- Provided passage

Perk up that salad by tossing in a few nasturtiums, chrysanthemums, or pansies. Throw a few flowers on a plain cake or cupcakes to fancy them up. If you’re channeling Martha, you can freeze petals in ice cube trays and float them in drinks. (Your guests will be impressed, if not a little frightened.) Any flowers you’re thinking of serving must be organic so you don’t swallow any crazy chemicals and grow eight heads. You can find edible flowers in most gourmet grocery stores; be sure to ask if you’re not sure what you’re buying.

And don’t just grab any old flower out of a vase: there are plenty of non-edible flowers out there. You don’t want to poison your nearest and dearest, so here are some to avoid: azalea, crocus, daffodil, foxglove, oleander, rhododendron, jack-in-the-pulpit, lily of the valley, and wisteria. Smell ‘em, stare at ‘em, but for God’s sake don’t eat ‘em.

Here’s a floral-inspired recipe that will get all the guests talking at the next dinner party.

- Exercise task 1
Reproduce the part of the edible flowers passage that opens with the words containing "Perk up that" and closes with "what you’re buying.".
- Exercise task 2
Gather every line of the entries that contains the string "boar", treating uppercase and lowercase letters as different.

- Data pulled from a collection
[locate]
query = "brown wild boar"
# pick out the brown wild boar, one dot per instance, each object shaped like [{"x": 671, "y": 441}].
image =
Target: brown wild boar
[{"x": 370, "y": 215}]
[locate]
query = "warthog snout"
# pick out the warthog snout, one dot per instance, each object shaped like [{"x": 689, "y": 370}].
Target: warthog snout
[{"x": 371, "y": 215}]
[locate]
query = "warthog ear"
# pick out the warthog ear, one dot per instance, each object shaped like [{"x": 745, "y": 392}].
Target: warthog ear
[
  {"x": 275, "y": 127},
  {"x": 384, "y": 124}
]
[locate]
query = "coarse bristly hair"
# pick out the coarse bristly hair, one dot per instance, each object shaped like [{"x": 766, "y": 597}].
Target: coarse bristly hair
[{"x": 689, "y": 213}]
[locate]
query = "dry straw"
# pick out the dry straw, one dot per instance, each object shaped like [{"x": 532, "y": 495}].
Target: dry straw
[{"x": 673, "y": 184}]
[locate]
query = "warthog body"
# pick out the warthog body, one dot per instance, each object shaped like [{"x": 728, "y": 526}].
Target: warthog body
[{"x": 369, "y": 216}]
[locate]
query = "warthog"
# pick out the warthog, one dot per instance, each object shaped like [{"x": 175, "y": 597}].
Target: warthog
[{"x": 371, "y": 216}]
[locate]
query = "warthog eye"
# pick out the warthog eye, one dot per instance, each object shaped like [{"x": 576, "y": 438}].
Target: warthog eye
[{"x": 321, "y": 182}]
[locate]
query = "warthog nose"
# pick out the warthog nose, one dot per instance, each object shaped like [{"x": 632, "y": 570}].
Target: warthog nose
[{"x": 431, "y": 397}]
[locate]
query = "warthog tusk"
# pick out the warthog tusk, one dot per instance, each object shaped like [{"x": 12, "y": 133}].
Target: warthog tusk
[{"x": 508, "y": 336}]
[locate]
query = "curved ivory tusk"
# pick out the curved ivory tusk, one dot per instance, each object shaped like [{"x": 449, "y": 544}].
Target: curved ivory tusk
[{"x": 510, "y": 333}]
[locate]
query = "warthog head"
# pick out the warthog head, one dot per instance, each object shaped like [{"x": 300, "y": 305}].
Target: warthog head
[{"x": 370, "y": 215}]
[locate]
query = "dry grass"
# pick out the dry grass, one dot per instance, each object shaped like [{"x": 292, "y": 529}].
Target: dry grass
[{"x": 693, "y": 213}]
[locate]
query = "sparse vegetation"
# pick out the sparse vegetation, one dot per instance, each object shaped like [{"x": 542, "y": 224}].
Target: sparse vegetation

- Correct output 1
Perk up that salad by tossing in a few nasturtiums, chrysanthemums, or pansies. Throw a few flowers on a plain cake or cupcakes to fancy them up. If you’re channeling Martha, you can freeze petals in ice cube trays and float them in drinks. (Your guests will be impressed, if not a little frightened.) Any flowers you’re thinking of serving must be organic so you don’t swallow any crazy chemicals and grow eight heads. You can find edible flowers in most gourmet grocery stores; be sure to ask if you’re not sure what you’re buying.

- Correct output 2
query = "brown wild boar"
# pick out the brown wild boar, one dot per instance, each object shaped like [{"x": 671, "y": 441}].
Target: brown wild boar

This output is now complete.